### WORK TO DO
Reproduce the lines below word for word, from the line containing "the flower head" down to the last line of the records.

Records

—————

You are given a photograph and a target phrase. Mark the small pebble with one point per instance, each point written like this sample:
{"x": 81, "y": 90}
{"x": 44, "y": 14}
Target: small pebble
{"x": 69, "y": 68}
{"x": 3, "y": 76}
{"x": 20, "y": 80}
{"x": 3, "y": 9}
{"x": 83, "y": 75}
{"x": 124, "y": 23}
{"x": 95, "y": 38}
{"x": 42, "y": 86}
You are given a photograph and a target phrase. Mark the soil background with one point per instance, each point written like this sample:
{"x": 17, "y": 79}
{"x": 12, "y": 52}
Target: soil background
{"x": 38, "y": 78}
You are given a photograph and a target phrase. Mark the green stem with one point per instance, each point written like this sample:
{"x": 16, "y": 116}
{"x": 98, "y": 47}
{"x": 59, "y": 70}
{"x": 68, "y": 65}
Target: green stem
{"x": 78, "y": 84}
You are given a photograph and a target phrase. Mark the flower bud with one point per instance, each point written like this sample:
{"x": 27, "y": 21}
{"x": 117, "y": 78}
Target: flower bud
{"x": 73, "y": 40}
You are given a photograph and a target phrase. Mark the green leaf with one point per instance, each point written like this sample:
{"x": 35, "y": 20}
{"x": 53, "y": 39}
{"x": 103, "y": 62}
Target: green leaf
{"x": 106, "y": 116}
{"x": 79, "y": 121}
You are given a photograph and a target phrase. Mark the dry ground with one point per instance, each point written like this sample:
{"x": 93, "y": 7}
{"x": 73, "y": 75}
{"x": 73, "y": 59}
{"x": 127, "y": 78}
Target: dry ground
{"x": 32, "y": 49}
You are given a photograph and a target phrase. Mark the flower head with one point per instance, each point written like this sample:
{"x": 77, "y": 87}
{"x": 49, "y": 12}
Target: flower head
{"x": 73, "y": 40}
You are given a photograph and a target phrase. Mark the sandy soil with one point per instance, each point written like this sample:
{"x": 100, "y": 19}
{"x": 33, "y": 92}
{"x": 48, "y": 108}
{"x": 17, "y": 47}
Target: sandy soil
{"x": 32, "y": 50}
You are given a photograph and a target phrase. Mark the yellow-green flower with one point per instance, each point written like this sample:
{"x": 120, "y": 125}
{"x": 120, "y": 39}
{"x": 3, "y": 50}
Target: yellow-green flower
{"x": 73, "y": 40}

—————

### SOLUTION
You are given a photograph and a target phrase. Mark the flower head with one point per instance, each point written like this sample:
{"x": 77, "y": 87}
{"x": 49, "y": 12}
Target: flower head
{"x": 73, "y": 40}
You are given a photograph and a target phrase. Mark the sandy soil with one point per instance, each point written like this sample:
{"x": 100, "y": 19}
{"x": 33, "y": 92}
{"x": 48, "y": 108}
{"x": 17, "y": 47}
Target: sandy soil
{"x": 32, "y": 50}
You are given a photograph and a target phrase. Mark the yellow-green flower with one point per instance, each point written like this sample:
{"x": 120, "y": 125}
{"x": 120, "y": 39}
{"x": 3, "y": 50}
Target: yellow-green flower
{"x": 73, "y": 40}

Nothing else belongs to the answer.